** BEGIN Records for this exercise **

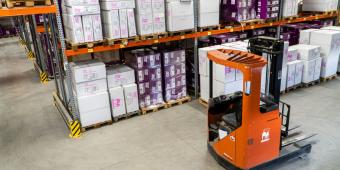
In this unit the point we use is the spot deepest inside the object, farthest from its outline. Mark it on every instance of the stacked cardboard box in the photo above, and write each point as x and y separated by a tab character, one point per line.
267	9
174	75
180	15
150	16
147	66
123	90
237	10
320	5
329	41
90	90
310	56
290	8
82	21
209	12
118	18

** END Records for this exercise **

What is required:
Please rewrite the listing above as a two-column CSV with the header instruction,points. Put the listing's wording under instruction and its answer under points, each as one quoted field with line breaks turned into spaces, and leave out the pictures.

In response:
instruction,points
"In this unit the point we use is the spot deepest inside the object, farthest from its outline. Mark it on every instance of the stacked cardboard box in the photo above, and write each point as x and y separated by a tab character, one point per line.","267	9 174	75 180	15 150	16 147	66 123	90 237	10 320	5 329	41 90	90 310	56 290	8 82	21 209	12 118	18"